**What to do:**
• a. Using the editorial on Mitt Romney, answer these:
(i) What amount of income did Romney characterize as "not very much"?
(ii) What was he referring to when he said he liked being able to fire people?
(iii) Whom did he select as an honorary campaign co-chairman in California?
• b. Output, word for word, the stretch of the editorial on Mitt Romney from "Learning more about" through "other 99 percent.".

**Supplied passage:**
The out-of-touch candidate

Learning more about Mitt Romney

Republican presidential candidate Mitt Romney has been living in the rarified air of the super-rich so long—all his life, actually—that he doesn’t know how to relate to the other 99 percent.

How else to explain his many gaffes—the $10,000 bet, his characterizing $374,000 in income as “not very much,” the notion that “corporations are people,” his “I like being able to fire people” remark, and his statement that he’s “not concerned about the very poor.”

Granted, some of these have been taken out of context, but even in context they reveal a man who is severely out of touch. When he said he liked being able to fire people, he was referring to health-insurance companies, not his gardener. But imagine you need life-saving surgery and your insurance company refuses to pay for it. Will you find another company to take on your expensive health problem? Fat chance.

Or take the “not concerned about the very poor” remark. What he meant was that the very poor have a safety net beneath them and really aren’t hurting, and besides if there are tears in that net, “I’ll fix ’em,” he said. This from a man who strongly supports the House budget plan, which would rip that safety net to shreds.

Romney is also out of touch when it comes to Latinos. What else could account for his selecting former Gov. Pete Wilson as an honorary campaign co-chairman in California? Latinos well remember the political damage Wilson caused when he made the anti-immigrant Proposition 187 the cornerstone of his campaign in 1994, effectively turning Latino voters against the GOP brand.

Latinos have a saying, “Dime con quién andas y te diré quién eres”: Tell me who you’re with and I’ll tell you who you are. We learning who Mitt Romney is, and he’s not one of us.

**Dataset records:**
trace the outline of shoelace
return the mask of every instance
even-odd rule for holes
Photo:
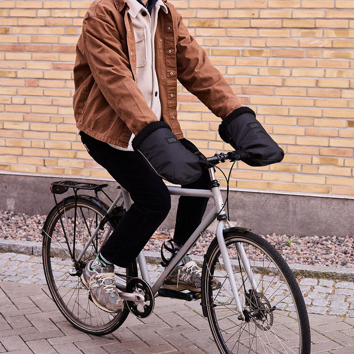
[[[178,282],[179,281],[179,274],[180,274],[180,271],[183,269],[187,273],[194,273],[197,275],[199,275],[200,277],[202,276],[202,270],[199,269],[197,264],[192,261],[191,261],[192,264],[190,266],[184,266],[181,268],[178,268],[178,271],[177,272],[177,288],[178,288]]]
[[[195,267],[195,269],[193,269],[194,267]],[[193,273],[195,273],[198,275],[202,276],[202,270],[198,267],[198,266],[197,266],[197,264],[195,262],[193,262],[193,264],[191,264],[190,266],[188,266],[187,267],[186,267],[185,266],[183,268],[184,268],[186,270]],[[178,275],[179,275],[179,274],[178,274]]]
[[[97,281],[101,283],[101,285],[103,287],[103,289],[106,293],[115,292],[116,288],[114,273],[98,273],[97,274],[93,274],[90,278],[90,285],[91,283],[94,281],[94,278],[96,279]],[[112,282],[111,284],[104,284],[104,281],[107,279],[111,279],[112,280]]]

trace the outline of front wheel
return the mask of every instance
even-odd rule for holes
[[[107,206],[89,197],[66,198],[48,215],[42,231],[43,262],[47,284],[61,313],[86,333],[101,335],[119,327],[129,314],[125,305],[119,314],[105,312],[92,302],[80,282],[84,268],[94,259],[103,242],[119,222],[118,216],[104,224],[88,243],[105,216]],[[127,280],[137,276],[136,264],[115,269],[116,286],[125,291]]]
[[[267,241],[248,231],[231,230],[224,236],[242,313],[236,307],[215,237],[203,265],[202,303],[220,353],[310,354],[303,297],[281,256]],[[244,252],[240,253],[241,246]],[[219,285],[213,289],[213,279]]]

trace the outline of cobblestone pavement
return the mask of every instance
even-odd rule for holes
[[[72,327],[46,291],[40,257],[0,253],[0,353],[216,354],[199,301],[158,297],[145,319],[129,315],[112,334],[95,337]],[[148,266],[152,280],[160,267]],[[354,283],[299,282],[311,326],[311,353],[354,353]]]

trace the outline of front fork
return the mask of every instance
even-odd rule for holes
[[[223,199],[219,188],[219,184],[215,178],[214,169],[213,168],[209,169],[209,174],[210,177],[210,179],[211,179],[210,189],[213,194],[214,202],[216,207],[216,210],[220,210],[216,216],[217,219],[219,220],[216,228],[216,237],[217,238],[218,243],[219,244],[219,247],[220,249],[221,257],[225,269],[226,269],[226,273],[227,273],[229,281],[230,286],[231,287],[231,290],[233,295],[234,295],[234,298],[236,303],[236,306],[237,307],[237,310],[240,314],[239,318],[244,320],[245,317],[243,314],[243,309],[241,304],[241,300],[238,295],[238,291],[233,271],[231,260],[230,259],[226,244],[225,243],[225,239],[224,238],[224,231],[229,228],[233,227],[233,225],[227,220]],[[240,242],[236,242],[236,246],[240,264],[243,266],[243,268],[246,272],[246,274],[251,281],[252,289],[255,292],[256,292],[257,284],[253,276],[253,272],[251,268],[249,260],[247,257],[243,246]],[[240,269],[240,271],[242,271],[241,269]]]

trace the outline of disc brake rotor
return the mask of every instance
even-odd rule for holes
[[[272,308],[267,298],[261,293],[255,294],[257,304],[248,313],[250,320],[258,328],[263,330],[269,330],[273,325],[274,316]]]

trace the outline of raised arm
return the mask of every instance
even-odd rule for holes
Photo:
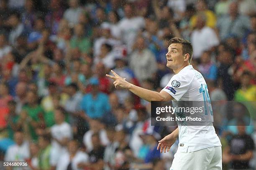
[[[114,85],[115,88],[119,87],[127,89],[134,94],[148,102],[151,101],[170,101],[173,98],[167,92],[161,91],[160,92],[150,90],[137,86],[122,78],[111,70],[114,76],[106,75],[106,76],[114,80]]]

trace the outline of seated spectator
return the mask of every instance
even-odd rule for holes
[[[55,154],[51,145],[51,137],[49,134],[41,135],[38,139],[40,151],[38,156],[38,168],[40,170],[55,169],[54,160],[59,155]]]
[[[239,13],[238,5],[236,2],[231,2],[229,5],[228,15],[218,19],[217,27],[222,40],[230,35],[239,38],[242,38],[250,28],[249,18]]]
[[[233,108],[233,118],[228,122],[227,130],[233,134],[237,134],[240,120],[243,121],[245,126],[245,132],[248,134],[251,134],[254,131],[254,126],[251,121],[252,116],[248,112],[245,105],[234,102],[232,106]]]
[[[196,29],[192,32],[191,38],[193,58],[195,59],[198,59],[205,51],[212,51],[220,43],[214,30],[206,25],[205,14],[198,14],[197,18]]]
[[[234,135],[223,151],[223,160],[231,162],[232,169],[249,169],[249,162],[253,157],[254,143],[251,136],[246,134],[245,124],[238,122],[238,133]]]
[[[106,147],[104,151],[104,170],[110,170],[114,168],[115,165],[115,155],[119,144],[115,141],[115,128],[111,126],[106,128],[107,135],[110,142]]]
[[[228,0],[221,0],[216,3],[214,10],[217,17],[220,17],[228,14],[230,2],[230,1]]]
[[[240,88],[235,92],[234,99],[236,101],[256,101],[256,85],[250,82],[252,79],[250,72],[245,71],[241,77]]]
[[[126,134],[123,130],[117,130],[115,133],[115,141],[118,144],[113,159],[115,165],[113,168],[118,170],[129,169],[129,158],[132,152],[126,140]]]
[[[24,25],[21,22],[20,15],[17,12],[13,12],[9,17],[8,22],[11,30],[9,35],[9,41],[15,45],[17,38],[25,31]]]
[[[4,160],[7,161],[23,161],[29,157],[29,144],[24,138],[24,134],[21,131],[14,133],[15,144],[10,146],[5,153]],[[9,167],[10,168],[10,167]]]
[[[98,134],[99,142],[102,145],[106,146],[109,143],[106,130],[99,120],[91,119],[89,121],[89,124],[90,130],[84,134],[83,139],[83,142],[87,152],[90,152],[93,149],[92,135],[94,133]]]
[[[134,45],[136,50],[130,57],[130,67],[141,82],[152,78],[157,69],[156,58],[145,43],[143,38],[138,37]]]
[[[145,138],[146,144],[148,147],[144,159],[144,163],[137,164],[133,167],[135,168],[150,169],[152,168],[153,161],[160,158],[160,151],[157,150],[158,145],[157,141],[161,139],[161,136],[154,130],[151,131],[151,128],[148,129],[148,132],[143,132],[141,135]]]
[[[30,135],[34,140],[37,139],[36,132],[37,128],[45,128],[44,112],[42,107],[38,103],[38,98],[36,93],[33,91],[27,92],[27,104],[23,108],[24,113],[28,117],[28,127]]]
[[[90,52],[91,42],[89,39],[84,36],[84,26],[81,24],[77,24],[74,27],[74,34],[70,40],[70,46],[72,48],[77,48],[82,53],[88,53]]]
[[[11,47],[7,43],[5,35],[3,33],[0,33],[0,61],[12,49]]]
[[[82,8],[79,6],[78,0],[69,0],[69,8],[64,12],[63,17],[68,20],[71,25],[74,25],[78,23],[79,15],[82,12]]]
[[[80,162],[78,164],[79,168],[102,170],[104,166],[103,156],[105,147],[102,146],[100,140],[99,134],[94,133],[92,136],[93,149],[89,153],[89,162]]]
[[[57,164],[56,170],[72,169],[78,170],[78,165],[80,163],[86,163],[89,162],[88,155],[80,150],[79,144],[76,140],[71,140],[67,145],[68,152],[61,155]]]
[[[110,110],[108,97],[99,91],[99,82],[97,78],[91,78],[90,84],[92,85],[92,91],[83,96],[80,103],[81,109],[84,112],[83,117],[100,118]]]
[[[94,59],[95,64],[100,62],[102,62],[108,69],[113,68],[115,66],[115,55],[112,52],[112,46],[107,43],[103,44],[100,48],[100,53]]]
[[[202,75],[207,82],[214,82],[217,79],[217,67],[211,61],[209,51],[205,51],[202,55],[198,71]]]
[[[108,68],[102,62],[99,62],[95,65],[95,71],[100,82],[99,87],[100,91],[109,94],[112,84],[109,79],[106,77],[106,73],[109,72]]]
[[[39,152],[39,146],[37,143],[31,143],[30,145],[30,157],[26,160],[28,166],[32,169],[38,168],[38,156]]]
[[[252,16],[256,14],[256,2],[253,0],[238,1],[239,13],[244,15]]]
[[[144,18],[136,16],[134,12],[135,7],[132,3],[127,3],[124,6],[125,17],[118,23],[122,36],[121,39],[128,48],[128,53],[132,51],[133,46],[136,39],[137,34],[145,26]],[[133,31],[131,31],[133,30]]]
[[[212,11],[208,9],[206,1],[205,0],[197,1],[196,5],[196,8],[197,13],[190,18],[191,27],[194,28],[196,27],[197,20],[198,19],[198,15],[201,15],[200,13],[202,12],[205,16],[205,25],[212,28],[214,28],[217,21],[216,16]]]

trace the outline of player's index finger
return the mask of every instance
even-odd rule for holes
[[[114,80],[116,79],[116,78],[115,77],[115,76],[113,76],[113,75],[109,75],[108,74],[106,74],[106,76],[108,77],[109,78],[111,78],[112,79],[114,79]]]
[[[115,72],[114,71],[113,71],[113,70],[111,70],[111,72],[112,72],[112,73],[113,73],[113,74],[114,74],[114,75],[116,76],[116,77],[120,77],[119,76],[119,75],[116,74]]]

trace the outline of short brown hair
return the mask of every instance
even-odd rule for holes
[[[189,55],[189,62],[190,63],[193,57],[193,47],[189,41],[183,38],[174,37],[169,40],[169,45],[173,43],[181,44],[182,46],[182,54],[184,55],[188,53]]]

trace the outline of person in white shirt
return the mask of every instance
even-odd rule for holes
[[[170,40],[168,50],[166,66],[172,69],[175,75],[160,92],[136,86],[113,70],[111,72],[114,76],[106,75],[115,80],[113,84],[116,88],[127,89],[149,102],[204,101],[206,95],[210,100],[205,79],[190,65],[193,55],[191,43],[187,40],[174,38]],[[202,92],[202,90],[204,92]],[[207,100],[207,102],[208,106],[211,108],[210,101]],[[208,115],[213,120],[213,115],[211,114]],[[186,126],[178,124],[177,129],[159,141],[157,149],[160,149],[161,152],[163,150],[165,152],[170,150],[179,136],[179,146],[170,170],[222,169],[221,144],[212,121],[207,126]]]
[[[37,130],[39,135],[49,135],[52,138],[51,141],[51,154],[53,156],[51,160],[51,165],[56,166],[59,157],[67,152],[66,146],[73,138],[71,126],[65,121],[65,110],[59,108],[54,110],[54,119],[56,123],[50,128],[45,130]]]
[[[70,8],[64,12],[64,18],[68,20],[69,24],[74,26],[78,23],[78,18],[82,9],[79,7],[78,0],[69,0],[69,5]]]
[[[16,143],[8,148],[5,155],[5,162],[25,162],[29,158],[29,144],[24,140],[23,135],[21,132],[15,132],[14,138]]]
[[[68,142],[73,138],[72,128],[70,125],[65,121],[64,110],[59,108],[54,111],[54,119],[56,124],[50,129],[51,134],[53,138],[51,145],[53,150],[56,155],[61,155],[67,150],[66,148]],[[59,158],[56,158],[57,164]]]
[[[89,162],[88,155],[79,150],[79,144],[76,140],[70,141],[67,147],[69,152],[60,155],[56,170],[82,170],[82,169],[78,168],[78,165],[82,162]]]
[[[12,50],[12,48],[6,43],[5,35],[0,33],[0,61]]]
[[[107,132],[103,128],[103,125],[100,122],[100,120],[96,119],[91,119],[89,122],[89,124],[90,130],[84,133],[83,138],[83,143],[86,147],[86,151],[87,152],[90,152],[93,150],[92,138],[94,133],[99,133],[99,138],[102,145],[106,146],[109,143]]]
[[[127,45],[130,53],[132,51],[138,32],[145,27],[145,21],[143,17],[134,15],[136,12],[132,3],[125,4],[124,10],[125,17],[120,20],[118,25],[121,30],[121,40]]]
[[[220,43],[214,30],[205,25],[206,18],[202,13],[198,15],[197,27],[191,34],[191,43],[193,46],[194,58],[199,58],[205,51],[210,50]]]

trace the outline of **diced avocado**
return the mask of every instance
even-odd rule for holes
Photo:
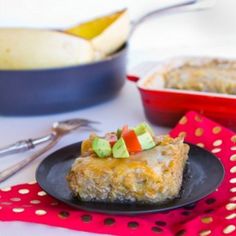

**Responses to the tasks:**
• a.
(i) $374,000
(ii) Health-insurance companies
(iii) Former Gov. Pete Wilson

• b.
Learning more about Mitt Romney

Republican presidential candidate Mitt Romney has been living in the rarified air of the super-rich so long—all his life, actually—that he doesn’t know how to relate to the other 99 percent.